Furthermore, the deprotection reactions using 2,4-dibutoxyphenylmethyl ether (1e) as a protected alcohol produced the resorcin[4]arene octabutyl ether (3e) as nearly the only tetramer side-product even when using AuCl3, FeBr3 and ZnCl2 as the Lewis acid catalysts instead of FeCl3 (Eq. 6).
MPM-type protecting groups are also utilized for the protection of carboxylic acids.1,39,40) Similarly, DDQ or the nucleophile in the presence of a catalytic Lewis acid is used for the deprotection of MPM-protected carboxylic acids. The 2,4-DMPM-protected palmitic acid (6a) was also effectively deprotected using FeCl3 and AuCl3 in a short time to give the corresponding deprotected carboxylic acid (7a) in excellent yields (Table 2, entries 1, 2). Although TMSOTf and BF3·Et2O were also effective (entries 3, 4), Brønsted acids, such as TFA and AcOH, were insufficient (entries 5, 6). While the FeCl3-catalyzed deprotection could smoothly proceed in CH2Cl2, toluene and CH3CN as the solvent, n-hexane and THF were found to be inadequate solvents (entries 1, 9, 10 vs. 7, 8). From the viewpoint of cost performance and reaction efficiency, the use of a catalytic amount (5 mol%) of FeCl3 in CH2Cl2 was chosen as the optimum reaction conditions for the deprotection of the 2,4-DMPM-protected carboxylic acids.
Table 2. Catalyst Efficiencies of Deprotection of 2,4-DMPM-Protected Carboxylic Acid (
6a)
 |
|---|
| Entry | Catalyst | Solvent | Time | Yield (%) |
|---|
| 1 | FeCl3 | CH2Cl2 | 5 min | 99 |
| 2 | AuCl3 | CH2Cl2 | 20 min | 96 |
| 3 | TMSOTf | CH2Cl2 | 5 min | 88 |
| 4 | BF3·Et2O | CH2Cl2 | 5 min | 86 |
| 5 | TFA | CH2Cl2 | 3 h | 34 (46)a) |
| 6 | AcOH | CH2Cl2 | 3 h | 0 (99)a) |
| 7 | FeCl3 | n-Hexane | 3 h | 75 (25)a) |
| 8 | FeCl3 | THF | 3 h | 46 (50)a) |
| 9 | FeCl3 | Toluene | 45 min | 98 |
| 10 | FeCl3 | CH3CN | 5 min | 96 |
a) The yield in parenthesis indicates the recovered starting material (6a).

### STORED ROWS
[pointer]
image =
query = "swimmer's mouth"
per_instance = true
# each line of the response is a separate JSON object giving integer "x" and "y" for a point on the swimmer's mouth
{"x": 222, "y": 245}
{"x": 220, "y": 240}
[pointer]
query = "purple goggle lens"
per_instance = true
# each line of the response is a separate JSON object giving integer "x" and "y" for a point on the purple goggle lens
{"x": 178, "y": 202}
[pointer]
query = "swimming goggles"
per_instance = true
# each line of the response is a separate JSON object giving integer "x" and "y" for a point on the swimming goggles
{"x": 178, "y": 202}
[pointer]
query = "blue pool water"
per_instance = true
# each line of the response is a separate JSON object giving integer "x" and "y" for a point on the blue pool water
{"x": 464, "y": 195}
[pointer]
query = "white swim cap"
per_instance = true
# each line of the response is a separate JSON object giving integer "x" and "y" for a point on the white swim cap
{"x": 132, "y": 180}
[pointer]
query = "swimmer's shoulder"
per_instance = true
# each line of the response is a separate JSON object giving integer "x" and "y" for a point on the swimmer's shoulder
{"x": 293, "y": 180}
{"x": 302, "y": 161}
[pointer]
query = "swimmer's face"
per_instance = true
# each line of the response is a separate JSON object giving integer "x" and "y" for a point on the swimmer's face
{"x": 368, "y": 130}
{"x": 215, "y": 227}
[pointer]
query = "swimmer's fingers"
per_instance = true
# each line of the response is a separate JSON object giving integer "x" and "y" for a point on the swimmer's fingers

### STATED EXERCISE 1
In the passage on deprotecting 2,4-DMPM-protected carboxylic acids, what was chosen as the optimum reaction conditions?
### STATED EXERCISE 2
From the passage on deprotecting 2,4-DMPM-protected carboxylic acids, reproduce word for word the part that opens with the words containing "Furthermore, the deprotection" and closes with "FeCl3 (Eq. 6).".

### RIGHT ANSWER 1
A catalytic amount (5 mol%) of FeCl3 in CH2Cl2.

### RIGHT ANSWER 2
Furthermore, the deprotection reactions using 2,4-dibutoxyphenylmethyl ether (1e) as a protected alcohol produced the resorcin[4]arene octabutyl ether (3e) as nearly the only tetramer side-product even when using AuCl3, FeBr3 and ZnCl2 as the Lewis acid catalysts instead of FeCl3 (Eq. 6).